- 課題
昭和産業に関する記事のうち、「5月14日に発表したボーソー」から「につながる」と考えを示した。」までを、「につながる」と考えを示した。」も含めて一字も変えずに書き写せ。

昭和産業、ボーソー油脂を完全子会社化へ、米油を加え競争力さらに高める

昭和産業は5月27日、2020年度決算の見通しや新中期経営計画について、新妻一彦社長による説明動画をウェブで発表した。2020年度からスタートした中計(2020‐2022)では、基本戦略のうち「事業領域の拡大」へと重心を移していくが、「新たな重要施策が2つ動き出した」とし、ボーソー油脂のTOBとアグリビジネスへの挑戦について説明した。

5月14日に発表したボーソー油脂に対するTOBについて新妻社長は、「当社は大豆、菜種、ヒマワリ、オリーブを原料とした多種多様な食用油を取り扱っている。そこに米油を加えることで事業領域を拡大し、業界での競争力をさらに高める」と強調した。

また、「今回のスキームはボーソー油脂の発行済み株式を全て買い取り、完全子会社とすることが目的だ。それにより一貫した経営戦略のもと、必要な施策を迅速に遂行できる体制を整備し、当社の経営資源やノウハウを最大限に活用することが、両社の企業価値の向上につながる」と考えを示した。

[データセットの項目]

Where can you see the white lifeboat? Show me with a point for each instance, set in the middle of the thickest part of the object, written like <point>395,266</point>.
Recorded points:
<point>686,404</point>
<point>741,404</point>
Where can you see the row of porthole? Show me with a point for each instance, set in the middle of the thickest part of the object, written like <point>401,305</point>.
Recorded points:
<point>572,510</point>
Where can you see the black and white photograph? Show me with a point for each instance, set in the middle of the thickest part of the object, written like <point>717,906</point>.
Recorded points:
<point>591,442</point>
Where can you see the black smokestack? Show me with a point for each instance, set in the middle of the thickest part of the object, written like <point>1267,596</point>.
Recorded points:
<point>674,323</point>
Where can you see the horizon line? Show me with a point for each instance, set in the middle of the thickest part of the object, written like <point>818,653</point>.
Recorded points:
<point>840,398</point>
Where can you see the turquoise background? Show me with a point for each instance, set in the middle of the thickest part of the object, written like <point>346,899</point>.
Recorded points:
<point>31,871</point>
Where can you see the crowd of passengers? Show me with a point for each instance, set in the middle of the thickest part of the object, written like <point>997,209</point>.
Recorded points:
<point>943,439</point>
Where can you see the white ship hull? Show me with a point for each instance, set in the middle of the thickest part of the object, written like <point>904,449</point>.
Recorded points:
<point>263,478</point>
...
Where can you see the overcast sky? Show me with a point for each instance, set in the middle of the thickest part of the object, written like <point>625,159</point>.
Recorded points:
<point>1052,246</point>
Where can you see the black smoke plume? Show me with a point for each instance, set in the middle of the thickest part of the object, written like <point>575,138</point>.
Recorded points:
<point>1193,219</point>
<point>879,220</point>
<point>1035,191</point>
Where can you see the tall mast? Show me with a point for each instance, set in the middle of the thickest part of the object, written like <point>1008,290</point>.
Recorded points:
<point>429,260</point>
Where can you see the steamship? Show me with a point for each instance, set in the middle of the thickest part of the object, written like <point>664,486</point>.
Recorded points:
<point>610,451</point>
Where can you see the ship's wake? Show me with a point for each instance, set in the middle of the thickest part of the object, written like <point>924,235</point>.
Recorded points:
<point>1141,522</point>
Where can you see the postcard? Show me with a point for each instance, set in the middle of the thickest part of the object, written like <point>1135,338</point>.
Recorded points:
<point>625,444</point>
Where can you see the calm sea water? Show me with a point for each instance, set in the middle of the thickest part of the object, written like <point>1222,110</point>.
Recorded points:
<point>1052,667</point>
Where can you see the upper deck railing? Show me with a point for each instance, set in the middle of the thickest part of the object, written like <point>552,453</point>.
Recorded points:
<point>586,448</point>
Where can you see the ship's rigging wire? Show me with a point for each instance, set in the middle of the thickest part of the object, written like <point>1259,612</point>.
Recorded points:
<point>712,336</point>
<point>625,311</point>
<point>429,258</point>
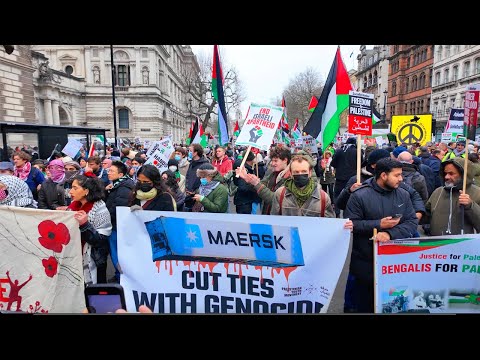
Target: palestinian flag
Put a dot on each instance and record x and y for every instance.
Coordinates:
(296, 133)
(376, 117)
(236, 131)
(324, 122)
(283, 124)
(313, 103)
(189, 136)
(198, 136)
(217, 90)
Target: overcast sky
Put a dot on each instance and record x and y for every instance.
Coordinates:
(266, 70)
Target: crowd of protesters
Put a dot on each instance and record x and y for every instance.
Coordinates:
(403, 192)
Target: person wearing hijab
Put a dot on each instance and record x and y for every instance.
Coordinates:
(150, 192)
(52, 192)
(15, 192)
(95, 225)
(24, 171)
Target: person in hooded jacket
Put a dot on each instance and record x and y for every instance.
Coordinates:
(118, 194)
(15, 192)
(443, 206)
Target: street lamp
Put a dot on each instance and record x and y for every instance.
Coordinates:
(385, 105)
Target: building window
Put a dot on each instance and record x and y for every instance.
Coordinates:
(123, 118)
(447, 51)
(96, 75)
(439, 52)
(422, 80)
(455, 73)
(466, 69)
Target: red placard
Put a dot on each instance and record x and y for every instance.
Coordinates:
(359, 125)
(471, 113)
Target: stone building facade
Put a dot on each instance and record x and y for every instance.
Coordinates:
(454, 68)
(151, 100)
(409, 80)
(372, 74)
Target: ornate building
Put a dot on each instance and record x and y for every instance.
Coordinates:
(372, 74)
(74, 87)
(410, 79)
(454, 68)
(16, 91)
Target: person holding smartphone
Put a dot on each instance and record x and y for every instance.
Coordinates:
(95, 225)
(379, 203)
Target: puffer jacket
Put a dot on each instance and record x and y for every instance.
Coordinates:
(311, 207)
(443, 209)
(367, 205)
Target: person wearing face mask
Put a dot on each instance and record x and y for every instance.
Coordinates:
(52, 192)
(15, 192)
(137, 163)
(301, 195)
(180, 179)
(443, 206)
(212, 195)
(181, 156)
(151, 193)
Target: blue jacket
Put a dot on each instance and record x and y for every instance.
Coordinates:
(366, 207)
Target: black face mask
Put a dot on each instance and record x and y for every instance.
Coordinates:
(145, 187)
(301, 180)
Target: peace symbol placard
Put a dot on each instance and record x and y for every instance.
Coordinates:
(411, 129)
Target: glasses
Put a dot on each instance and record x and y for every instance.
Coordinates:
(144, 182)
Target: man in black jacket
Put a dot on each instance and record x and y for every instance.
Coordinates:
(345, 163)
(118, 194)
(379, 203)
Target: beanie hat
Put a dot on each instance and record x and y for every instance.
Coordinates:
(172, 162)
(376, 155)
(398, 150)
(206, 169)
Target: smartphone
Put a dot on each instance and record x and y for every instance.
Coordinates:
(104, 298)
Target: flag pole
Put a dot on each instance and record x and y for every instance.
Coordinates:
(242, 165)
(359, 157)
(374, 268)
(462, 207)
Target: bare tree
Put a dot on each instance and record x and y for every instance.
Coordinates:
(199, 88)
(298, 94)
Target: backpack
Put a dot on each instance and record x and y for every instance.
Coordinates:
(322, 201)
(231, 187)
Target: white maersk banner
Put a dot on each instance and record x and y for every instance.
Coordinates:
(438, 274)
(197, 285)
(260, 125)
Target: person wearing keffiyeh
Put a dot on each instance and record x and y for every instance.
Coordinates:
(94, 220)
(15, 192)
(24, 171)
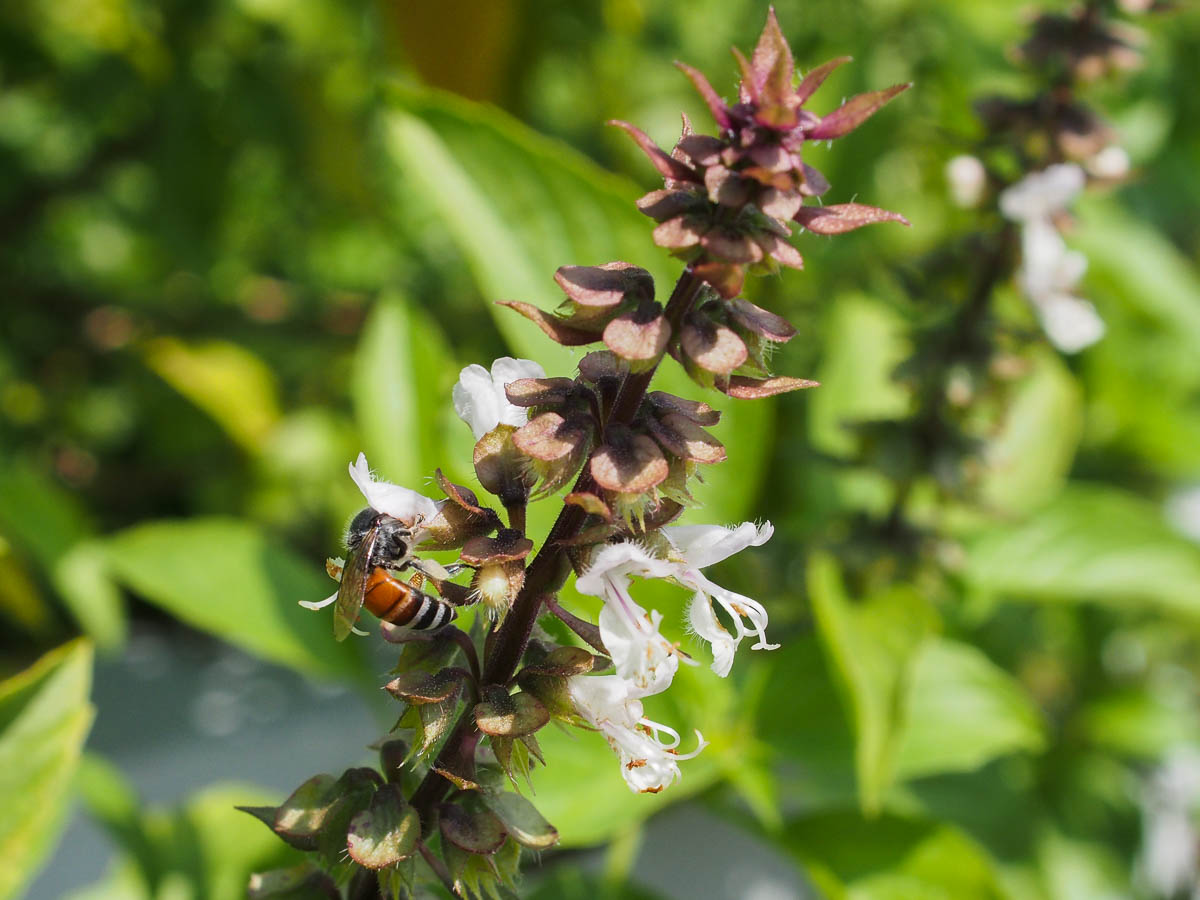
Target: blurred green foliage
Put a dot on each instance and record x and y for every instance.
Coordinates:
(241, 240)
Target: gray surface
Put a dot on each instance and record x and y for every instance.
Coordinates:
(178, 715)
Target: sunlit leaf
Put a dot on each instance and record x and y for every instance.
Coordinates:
---
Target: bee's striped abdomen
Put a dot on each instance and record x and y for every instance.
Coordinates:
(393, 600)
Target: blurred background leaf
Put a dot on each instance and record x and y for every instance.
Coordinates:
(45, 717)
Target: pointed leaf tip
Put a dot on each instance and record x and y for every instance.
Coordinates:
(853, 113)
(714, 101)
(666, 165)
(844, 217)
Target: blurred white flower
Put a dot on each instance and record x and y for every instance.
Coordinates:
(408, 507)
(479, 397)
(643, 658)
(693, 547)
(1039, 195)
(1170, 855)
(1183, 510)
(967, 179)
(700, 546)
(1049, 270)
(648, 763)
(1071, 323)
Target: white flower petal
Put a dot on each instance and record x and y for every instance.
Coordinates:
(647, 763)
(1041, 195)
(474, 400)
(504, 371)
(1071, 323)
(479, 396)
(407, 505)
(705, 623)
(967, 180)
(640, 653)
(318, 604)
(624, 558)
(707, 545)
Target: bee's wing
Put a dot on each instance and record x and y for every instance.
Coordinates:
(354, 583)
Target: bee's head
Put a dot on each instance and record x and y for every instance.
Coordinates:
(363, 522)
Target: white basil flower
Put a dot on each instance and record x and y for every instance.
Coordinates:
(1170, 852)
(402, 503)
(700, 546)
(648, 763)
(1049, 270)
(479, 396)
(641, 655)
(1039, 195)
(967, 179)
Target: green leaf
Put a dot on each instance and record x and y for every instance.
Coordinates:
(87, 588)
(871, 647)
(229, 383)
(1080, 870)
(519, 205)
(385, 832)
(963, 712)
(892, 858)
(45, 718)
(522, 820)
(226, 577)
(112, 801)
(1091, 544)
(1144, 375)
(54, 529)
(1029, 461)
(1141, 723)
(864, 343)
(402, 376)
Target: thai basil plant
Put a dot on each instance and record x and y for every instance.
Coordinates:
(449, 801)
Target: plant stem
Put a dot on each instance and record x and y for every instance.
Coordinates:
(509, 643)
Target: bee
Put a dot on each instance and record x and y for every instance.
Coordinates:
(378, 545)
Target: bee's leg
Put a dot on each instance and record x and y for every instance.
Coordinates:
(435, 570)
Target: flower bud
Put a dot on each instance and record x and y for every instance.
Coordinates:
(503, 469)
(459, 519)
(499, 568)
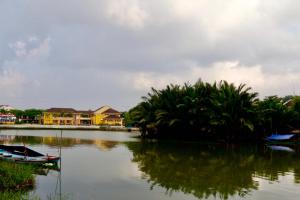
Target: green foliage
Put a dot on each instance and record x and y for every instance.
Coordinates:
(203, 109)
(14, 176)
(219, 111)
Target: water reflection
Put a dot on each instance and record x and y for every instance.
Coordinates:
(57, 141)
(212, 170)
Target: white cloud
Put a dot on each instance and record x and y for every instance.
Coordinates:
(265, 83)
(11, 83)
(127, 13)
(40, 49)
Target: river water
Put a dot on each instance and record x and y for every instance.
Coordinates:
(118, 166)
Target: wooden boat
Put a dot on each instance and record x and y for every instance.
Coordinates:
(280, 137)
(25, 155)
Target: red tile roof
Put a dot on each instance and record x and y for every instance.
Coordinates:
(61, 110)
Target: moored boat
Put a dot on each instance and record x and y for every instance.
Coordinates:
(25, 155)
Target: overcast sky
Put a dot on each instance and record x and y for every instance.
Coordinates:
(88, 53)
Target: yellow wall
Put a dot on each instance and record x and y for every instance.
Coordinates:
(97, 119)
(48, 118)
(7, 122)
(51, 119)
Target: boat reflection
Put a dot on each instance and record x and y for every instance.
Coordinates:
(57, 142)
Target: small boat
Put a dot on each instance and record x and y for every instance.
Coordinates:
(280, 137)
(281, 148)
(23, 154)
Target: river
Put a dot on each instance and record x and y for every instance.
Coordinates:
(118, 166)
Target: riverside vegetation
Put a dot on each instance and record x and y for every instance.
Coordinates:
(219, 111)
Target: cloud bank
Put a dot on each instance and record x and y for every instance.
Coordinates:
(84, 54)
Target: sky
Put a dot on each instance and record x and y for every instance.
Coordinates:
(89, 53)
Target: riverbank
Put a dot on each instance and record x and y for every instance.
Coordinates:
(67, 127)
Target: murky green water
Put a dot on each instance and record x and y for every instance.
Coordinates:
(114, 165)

- 解答
5月14日に発表したボーソー油脂に対するTOBについて新妻社長は、「当社は大豆、菜種、ヒマワリ、オリーブを原料とした多種多様な食用油を取り扱っている。そこに米油を加えることで事業領域を拡大し、業界での競争力をさらに高める」と強調した。

また、「今回のスキームはボーソー油脂の発行済み株式を全て買い取り、完全子会社とすることが目的だ。それにより一貫した経営戦略のもと、必要な施策を迅速に遂行できる体制を整備し、当社の経営資源やノウハウを最大限に活用することが、両社の企業価値の向上につながる」と考えを示した。